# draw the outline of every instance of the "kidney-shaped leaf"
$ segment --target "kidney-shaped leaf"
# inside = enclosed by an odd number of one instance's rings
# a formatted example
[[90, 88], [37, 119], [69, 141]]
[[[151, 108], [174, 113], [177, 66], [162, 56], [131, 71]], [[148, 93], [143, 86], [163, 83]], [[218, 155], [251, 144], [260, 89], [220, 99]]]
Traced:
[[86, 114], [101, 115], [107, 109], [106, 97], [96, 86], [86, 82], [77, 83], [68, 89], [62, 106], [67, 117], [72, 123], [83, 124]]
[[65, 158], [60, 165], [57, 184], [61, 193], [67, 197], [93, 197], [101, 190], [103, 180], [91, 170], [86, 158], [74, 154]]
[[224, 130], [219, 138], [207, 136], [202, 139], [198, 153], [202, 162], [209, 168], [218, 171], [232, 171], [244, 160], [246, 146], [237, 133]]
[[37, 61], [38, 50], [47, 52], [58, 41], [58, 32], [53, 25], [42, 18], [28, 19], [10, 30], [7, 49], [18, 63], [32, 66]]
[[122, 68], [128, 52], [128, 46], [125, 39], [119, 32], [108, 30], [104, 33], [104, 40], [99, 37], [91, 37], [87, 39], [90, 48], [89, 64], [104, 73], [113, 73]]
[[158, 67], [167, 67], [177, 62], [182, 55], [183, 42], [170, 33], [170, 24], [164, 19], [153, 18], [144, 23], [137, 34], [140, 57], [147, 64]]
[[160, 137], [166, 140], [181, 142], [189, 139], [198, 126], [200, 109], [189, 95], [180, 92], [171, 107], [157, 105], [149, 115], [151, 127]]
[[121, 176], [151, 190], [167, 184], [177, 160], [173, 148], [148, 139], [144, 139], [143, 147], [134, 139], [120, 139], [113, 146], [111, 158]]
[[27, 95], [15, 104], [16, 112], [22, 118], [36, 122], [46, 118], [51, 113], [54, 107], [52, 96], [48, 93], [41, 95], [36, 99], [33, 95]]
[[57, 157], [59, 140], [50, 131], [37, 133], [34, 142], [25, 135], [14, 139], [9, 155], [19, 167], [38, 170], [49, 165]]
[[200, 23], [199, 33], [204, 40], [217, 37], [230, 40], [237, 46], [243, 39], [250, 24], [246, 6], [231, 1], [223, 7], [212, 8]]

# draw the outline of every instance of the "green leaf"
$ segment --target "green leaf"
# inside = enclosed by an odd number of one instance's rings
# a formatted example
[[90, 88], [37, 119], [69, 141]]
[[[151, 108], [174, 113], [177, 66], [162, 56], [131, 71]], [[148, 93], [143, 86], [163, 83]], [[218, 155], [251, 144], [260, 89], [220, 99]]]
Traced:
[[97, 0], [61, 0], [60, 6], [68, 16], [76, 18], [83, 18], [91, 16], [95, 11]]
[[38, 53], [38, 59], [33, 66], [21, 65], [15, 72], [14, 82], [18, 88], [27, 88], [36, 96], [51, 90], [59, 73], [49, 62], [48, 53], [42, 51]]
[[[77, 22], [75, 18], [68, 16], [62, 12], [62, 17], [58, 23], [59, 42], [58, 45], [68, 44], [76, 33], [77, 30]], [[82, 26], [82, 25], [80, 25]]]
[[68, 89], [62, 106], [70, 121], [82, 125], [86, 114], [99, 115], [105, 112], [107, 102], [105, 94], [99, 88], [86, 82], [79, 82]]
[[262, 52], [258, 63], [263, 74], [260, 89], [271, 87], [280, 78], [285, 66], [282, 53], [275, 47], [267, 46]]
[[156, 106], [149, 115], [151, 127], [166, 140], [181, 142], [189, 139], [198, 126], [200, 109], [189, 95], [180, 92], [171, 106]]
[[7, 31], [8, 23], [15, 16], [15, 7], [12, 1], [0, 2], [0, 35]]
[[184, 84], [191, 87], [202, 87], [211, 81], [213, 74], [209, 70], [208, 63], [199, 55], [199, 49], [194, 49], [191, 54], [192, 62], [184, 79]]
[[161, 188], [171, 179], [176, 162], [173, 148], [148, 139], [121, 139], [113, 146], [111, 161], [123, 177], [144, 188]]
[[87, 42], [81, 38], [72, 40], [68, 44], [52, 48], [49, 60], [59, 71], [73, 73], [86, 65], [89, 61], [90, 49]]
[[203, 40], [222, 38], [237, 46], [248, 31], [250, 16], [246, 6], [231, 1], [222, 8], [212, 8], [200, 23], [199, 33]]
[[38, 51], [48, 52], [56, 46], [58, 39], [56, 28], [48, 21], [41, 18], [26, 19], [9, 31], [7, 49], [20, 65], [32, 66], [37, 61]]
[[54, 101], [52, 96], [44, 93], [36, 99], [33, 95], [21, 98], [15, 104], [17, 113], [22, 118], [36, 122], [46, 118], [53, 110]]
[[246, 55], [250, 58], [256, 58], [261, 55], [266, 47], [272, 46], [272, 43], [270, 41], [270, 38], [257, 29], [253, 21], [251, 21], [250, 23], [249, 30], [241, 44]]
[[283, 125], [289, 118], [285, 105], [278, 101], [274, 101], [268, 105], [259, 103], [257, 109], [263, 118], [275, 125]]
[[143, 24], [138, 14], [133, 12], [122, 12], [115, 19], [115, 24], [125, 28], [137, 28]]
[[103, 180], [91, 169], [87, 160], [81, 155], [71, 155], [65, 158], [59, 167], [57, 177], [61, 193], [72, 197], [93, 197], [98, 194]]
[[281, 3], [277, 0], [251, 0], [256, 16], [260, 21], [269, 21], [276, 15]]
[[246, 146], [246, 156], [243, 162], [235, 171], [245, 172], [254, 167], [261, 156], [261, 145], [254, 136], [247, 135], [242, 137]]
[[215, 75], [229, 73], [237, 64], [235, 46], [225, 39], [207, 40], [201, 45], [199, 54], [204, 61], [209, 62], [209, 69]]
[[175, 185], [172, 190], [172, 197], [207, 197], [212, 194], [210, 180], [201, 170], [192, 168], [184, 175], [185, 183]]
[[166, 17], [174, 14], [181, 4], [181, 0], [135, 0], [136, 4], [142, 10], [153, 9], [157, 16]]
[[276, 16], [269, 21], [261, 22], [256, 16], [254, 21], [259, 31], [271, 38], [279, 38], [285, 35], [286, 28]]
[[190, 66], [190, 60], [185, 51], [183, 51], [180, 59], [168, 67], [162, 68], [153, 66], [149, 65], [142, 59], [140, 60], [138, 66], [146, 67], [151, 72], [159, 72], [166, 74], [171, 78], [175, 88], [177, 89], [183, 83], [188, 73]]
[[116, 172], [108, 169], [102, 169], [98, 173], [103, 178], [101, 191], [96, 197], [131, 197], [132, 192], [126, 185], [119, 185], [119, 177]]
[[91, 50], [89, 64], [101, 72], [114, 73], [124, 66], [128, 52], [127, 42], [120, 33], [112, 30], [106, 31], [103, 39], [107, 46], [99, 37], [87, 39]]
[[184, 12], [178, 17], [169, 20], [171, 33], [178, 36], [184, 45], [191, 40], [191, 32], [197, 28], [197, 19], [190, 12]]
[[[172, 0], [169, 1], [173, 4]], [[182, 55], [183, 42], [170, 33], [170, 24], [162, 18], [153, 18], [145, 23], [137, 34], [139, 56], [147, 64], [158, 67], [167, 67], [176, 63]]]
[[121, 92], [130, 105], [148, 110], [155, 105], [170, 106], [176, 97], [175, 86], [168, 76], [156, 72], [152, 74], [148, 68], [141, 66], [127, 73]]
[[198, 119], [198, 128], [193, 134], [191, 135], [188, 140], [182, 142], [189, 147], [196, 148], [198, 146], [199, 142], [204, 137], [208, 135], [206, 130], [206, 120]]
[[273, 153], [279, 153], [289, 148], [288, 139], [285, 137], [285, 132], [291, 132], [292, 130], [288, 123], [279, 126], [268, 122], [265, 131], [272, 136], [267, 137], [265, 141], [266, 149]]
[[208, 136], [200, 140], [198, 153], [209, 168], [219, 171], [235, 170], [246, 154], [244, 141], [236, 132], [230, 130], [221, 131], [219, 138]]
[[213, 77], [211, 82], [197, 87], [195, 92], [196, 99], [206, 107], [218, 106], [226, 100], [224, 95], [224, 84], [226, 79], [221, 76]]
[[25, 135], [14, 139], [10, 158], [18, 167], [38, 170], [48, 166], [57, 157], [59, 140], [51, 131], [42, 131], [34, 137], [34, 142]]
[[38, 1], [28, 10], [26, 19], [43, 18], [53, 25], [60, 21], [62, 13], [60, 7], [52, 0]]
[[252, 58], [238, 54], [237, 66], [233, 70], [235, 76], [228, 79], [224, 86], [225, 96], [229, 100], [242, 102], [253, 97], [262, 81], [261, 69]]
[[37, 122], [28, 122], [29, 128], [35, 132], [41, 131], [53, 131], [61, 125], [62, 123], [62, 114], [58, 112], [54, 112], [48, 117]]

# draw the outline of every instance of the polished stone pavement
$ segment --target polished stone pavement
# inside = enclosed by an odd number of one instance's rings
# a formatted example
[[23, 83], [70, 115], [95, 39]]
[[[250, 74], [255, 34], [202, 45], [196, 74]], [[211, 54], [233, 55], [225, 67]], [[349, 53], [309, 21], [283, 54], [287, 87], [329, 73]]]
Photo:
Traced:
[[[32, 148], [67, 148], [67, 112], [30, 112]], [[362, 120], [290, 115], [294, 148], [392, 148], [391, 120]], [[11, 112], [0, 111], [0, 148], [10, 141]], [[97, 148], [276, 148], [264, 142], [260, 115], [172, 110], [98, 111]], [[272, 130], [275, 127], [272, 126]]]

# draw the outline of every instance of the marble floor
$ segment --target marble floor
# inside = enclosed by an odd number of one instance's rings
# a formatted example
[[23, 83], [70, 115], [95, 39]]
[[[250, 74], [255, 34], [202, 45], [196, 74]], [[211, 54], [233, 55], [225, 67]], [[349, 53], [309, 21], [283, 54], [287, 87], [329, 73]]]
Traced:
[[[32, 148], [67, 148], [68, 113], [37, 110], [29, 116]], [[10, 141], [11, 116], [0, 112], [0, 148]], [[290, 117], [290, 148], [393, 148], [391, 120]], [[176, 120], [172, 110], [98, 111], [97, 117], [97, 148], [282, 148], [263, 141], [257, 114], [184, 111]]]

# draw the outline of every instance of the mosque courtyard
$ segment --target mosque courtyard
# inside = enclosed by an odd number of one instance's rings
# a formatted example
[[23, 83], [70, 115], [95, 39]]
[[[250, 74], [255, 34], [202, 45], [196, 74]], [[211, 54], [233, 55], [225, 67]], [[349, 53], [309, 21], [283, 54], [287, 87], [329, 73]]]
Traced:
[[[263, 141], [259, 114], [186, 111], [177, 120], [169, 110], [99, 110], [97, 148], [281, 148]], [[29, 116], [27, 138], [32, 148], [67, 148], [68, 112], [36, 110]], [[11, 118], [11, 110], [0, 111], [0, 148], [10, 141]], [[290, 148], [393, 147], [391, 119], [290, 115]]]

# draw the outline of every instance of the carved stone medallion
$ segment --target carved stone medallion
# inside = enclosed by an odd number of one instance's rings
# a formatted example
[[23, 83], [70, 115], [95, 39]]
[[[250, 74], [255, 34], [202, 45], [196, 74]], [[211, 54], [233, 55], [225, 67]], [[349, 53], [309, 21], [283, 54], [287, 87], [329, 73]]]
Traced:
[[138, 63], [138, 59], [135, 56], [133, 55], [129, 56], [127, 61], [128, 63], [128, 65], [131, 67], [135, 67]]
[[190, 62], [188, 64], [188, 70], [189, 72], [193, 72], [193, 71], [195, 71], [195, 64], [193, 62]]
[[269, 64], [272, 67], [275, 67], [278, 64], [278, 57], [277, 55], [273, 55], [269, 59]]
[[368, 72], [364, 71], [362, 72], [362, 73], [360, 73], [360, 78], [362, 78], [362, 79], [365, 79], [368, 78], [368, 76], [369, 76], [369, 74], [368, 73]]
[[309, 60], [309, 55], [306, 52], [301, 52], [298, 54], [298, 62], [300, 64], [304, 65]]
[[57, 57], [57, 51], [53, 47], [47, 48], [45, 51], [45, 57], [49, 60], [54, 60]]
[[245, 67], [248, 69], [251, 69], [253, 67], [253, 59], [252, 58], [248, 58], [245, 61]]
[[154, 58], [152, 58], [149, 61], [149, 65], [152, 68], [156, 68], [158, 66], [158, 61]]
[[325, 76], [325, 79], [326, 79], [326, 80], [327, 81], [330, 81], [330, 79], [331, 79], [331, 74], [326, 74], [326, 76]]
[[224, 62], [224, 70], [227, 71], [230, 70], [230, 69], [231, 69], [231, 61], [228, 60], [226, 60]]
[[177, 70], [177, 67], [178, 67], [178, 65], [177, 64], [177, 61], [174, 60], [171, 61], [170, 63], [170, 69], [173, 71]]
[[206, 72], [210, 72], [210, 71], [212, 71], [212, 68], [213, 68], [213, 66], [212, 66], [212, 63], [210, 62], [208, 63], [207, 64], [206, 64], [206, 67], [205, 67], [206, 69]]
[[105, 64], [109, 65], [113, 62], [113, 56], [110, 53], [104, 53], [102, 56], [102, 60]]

AIM:
Print the entries above word for word, starting at the line that contains "# draw the outline of every instance of the marble" and going through the line that contains "114], [184, 111]]]", with both of those lines included.

SOLUTION:
# draw the outline of every instance of the marble floor
$ segment --target marble floor
# inside = enclosed by an odd number of one instance's rings
# a formatted example
[[23, 83], [70, 115], [95, 39]]
[[[250, 74], [255, 34], [202, 45], [196, 74]], [[211, 54], [233, 55], [225, 67]], [[349, 53], [309, 21], [283, 54], [287, 87], [329, 73]]]
Traced:
[[[32, 148], [67, 148], [68, 113], [37, 110], [29, 116]], [[10, 141], [11, 116], [0, 112], [0, 148]], [[290, 117], [290, 148], [393, 148], [391, 120]], [[176, 120], [172, 110], [98, 111], [97, 117], [97, 148], [282, 148], [263, 141], [257, 114], [184, 111]]]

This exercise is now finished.